**Perintah:**
Jawab pertanyaan berikut dengan singkat berdasarkan teks tentang masyarakat Makkah dan Madinah pra-Islam di bawah.
(a) Bangsa Arab termasuk ras atau rumpun bangsa apa, dan dalam subras apa?
(b) Menurut teks, mengapa bangsa Arab hidup berpindah-pindah?
(c) Berdasarkan asal-usul keturunan, apa dua golongan besar penduduk jazirah Arab?

**Potongan Teks:**
STRUKTUR DAN SISTEM SOSIAL
MASYARAKAT MAKKAH MADINAH PRA ISLAM
Alma Amelia
Ilmu Al-Quran dan Tafsir IAIN Pekalongan
Bangsa Arab mempunyai
akar panjang dalam sejarah, mereka termasuk ras atau rumpun bangsa Caucasoid,
dalam Subras Mediteranian yang anggotanya meliputi wilayah sekitar Laut Tengah,
Afrika Utara, Armenia, Arabiyah dan Irania. Bangsa arab hidup berpindah-pindah,
karena tanahnya terdiri atas gurun pasir yang kering dan sangat sedikit turun
hujan. Perpindahan mereka dari satu tempat ke tempat yang lainnya mengikuti
tumbuhnya stepa (padang rumput) yang tumbuh secara sporadic di tanah arab di
sekitar oasis atau genangan air setelah turun hujan. Bila dilihat dari
asal-usul keturunan, penduduk jazirah arab dapat dibagi menjadi dua golongan
besar, yaitu: Qathaniyun (keturunan Qathan) dan ‘Adaniyun (keturuan Ismail ibnu
Ibrahim as).
1.

**Bahan yang Diberikan:**

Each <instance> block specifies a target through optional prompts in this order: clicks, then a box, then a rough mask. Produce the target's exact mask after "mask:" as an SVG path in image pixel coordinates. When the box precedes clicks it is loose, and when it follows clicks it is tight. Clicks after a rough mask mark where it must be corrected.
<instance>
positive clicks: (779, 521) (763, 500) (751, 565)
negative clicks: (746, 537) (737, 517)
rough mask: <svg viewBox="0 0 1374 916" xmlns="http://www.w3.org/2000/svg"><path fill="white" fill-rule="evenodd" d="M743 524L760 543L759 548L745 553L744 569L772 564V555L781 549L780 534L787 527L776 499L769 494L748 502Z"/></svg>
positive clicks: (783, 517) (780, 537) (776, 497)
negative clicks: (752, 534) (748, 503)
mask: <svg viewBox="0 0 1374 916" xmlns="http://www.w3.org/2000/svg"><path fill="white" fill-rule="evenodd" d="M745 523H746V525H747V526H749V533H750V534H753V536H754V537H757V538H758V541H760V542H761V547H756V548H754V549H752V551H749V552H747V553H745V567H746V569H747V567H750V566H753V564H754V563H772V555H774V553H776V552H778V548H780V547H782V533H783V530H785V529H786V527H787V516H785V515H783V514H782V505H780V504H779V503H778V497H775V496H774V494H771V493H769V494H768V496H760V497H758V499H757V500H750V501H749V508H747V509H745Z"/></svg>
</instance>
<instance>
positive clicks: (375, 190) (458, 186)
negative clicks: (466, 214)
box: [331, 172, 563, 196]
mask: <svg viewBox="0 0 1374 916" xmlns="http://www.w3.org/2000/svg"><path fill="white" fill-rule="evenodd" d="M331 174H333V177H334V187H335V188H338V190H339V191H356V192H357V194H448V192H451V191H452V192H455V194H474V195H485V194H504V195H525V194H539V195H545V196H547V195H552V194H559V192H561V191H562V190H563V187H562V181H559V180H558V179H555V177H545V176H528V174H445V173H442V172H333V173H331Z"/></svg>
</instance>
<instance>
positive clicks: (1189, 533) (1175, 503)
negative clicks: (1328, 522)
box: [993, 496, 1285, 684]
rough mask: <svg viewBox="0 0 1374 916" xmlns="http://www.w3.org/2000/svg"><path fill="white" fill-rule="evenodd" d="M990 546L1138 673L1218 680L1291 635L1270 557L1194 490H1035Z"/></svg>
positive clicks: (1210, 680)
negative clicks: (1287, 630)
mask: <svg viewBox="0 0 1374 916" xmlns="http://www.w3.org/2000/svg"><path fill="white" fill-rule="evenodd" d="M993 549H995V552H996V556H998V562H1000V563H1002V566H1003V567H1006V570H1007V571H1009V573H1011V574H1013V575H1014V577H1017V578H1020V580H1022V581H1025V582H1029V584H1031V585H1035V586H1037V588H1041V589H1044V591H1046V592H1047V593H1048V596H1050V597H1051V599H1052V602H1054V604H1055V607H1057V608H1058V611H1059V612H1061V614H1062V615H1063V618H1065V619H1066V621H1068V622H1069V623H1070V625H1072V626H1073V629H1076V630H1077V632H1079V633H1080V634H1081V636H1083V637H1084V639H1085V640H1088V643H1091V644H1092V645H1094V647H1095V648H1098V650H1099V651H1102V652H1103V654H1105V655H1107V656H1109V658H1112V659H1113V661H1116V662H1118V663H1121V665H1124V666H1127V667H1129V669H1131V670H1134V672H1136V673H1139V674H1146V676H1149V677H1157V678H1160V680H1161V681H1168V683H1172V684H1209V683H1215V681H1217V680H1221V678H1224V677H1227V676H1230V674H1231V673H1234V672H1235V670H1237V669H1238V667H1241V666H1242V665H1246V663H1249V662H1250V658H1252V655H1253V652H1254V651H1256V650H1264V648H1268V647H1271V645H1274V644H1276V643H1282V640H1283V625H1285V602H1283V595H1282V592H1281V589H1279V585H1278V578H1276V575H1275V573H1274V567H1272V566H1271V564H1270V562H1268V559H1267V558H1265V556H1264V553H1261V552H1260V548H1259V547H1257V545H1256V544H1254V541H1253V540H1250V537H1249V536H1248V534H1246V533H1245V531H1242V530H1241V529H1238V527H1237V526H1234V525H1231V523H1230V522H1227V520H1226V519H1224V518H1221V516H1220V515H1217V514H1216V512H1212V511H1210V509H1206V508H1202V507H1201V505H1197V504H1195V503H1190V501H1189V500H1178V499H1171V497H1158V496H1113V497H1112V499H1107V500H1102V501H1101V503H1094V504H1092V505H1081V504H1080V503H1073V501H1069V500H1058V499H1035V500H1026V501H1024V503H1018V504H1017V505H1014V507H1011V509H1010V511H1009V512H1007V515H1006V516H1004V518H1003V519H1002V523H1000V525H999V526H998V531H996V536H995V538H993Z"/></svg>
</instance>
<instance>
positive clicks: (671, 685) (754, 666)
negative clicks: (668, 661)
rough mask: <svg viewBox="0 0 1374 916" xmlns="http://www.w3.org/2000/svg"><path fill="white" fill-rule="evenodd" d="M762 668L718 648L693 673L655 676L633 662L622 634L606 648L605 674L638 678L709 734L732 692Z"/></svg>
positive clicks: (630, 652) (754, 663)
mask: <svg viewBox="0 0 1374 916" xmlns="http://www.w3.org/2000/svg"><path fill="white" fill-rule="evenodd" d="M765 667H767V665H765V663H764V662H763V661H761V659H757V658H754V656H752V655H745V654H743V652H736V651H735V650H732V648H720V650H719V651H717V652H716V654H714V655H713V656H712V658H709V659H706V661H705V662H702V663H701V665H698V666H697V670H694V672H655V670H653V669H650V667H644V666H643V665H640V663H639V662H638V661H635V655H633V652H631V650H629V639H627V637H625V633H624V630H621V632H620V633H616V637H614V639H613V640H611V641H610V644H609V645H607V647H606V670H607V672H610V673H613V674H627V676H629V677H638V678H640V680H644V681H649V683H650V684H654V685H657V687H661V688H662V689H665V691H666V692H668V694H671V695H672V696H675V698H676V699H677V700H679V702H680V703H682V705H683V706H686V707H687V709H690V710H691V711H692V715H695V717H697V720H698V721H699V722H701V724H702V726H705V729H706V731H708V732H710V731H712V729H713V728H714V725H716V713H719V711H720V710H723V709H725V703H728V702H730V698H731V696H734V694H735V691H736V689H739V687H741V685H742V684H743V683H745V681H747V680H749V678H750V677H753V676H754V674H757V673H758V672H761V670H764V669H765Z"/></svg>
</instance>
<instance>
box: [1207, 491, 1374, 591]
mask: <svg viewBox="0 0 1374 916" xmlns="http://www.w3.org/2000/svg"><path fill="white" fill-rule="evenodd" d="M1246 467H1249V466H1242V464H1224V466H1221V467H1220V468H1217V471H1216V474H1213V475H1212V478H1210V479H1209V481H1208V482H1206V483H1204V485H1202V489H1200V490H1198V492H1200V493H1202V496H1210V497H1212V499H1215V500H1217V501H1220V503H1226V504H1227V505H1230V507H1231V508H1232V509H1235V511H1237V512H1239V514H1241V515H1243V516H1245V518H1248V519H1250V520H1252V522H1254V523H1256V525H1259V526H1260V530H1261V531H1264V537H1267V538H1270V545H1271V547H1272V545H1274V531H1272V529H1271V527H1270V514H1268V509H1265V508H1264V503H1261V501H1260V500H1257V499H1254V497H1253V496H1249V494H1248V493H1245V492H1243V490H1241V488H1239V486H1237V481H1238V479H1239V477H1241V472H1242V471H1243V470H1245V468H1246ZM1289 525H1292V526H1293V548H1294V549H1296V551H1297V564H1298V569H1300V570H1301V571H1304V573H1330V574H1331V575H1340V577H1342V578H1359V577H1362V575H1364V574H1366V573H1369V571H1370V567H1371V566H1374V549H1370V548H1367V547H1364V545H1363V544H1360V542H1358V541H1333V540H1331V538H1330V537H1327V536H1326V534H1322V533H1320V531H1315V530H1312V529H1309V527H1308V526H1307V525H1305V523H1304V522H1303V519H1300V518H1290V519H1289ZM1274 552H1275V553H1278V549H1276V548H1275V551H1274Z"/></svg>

**Jawaban Latihan:**
(a) Ras atau rumpun bangsa Caucasoid, dalam subras Mediteranian.
(b) Karena tanahnya berupa gurun pasir yang kering dan hujan sangat jarang turun.
(c) Qathaniyun (keturunan Qathan) dan 'Adaniyun (keturunan Ismail ibnu Ibrahim as).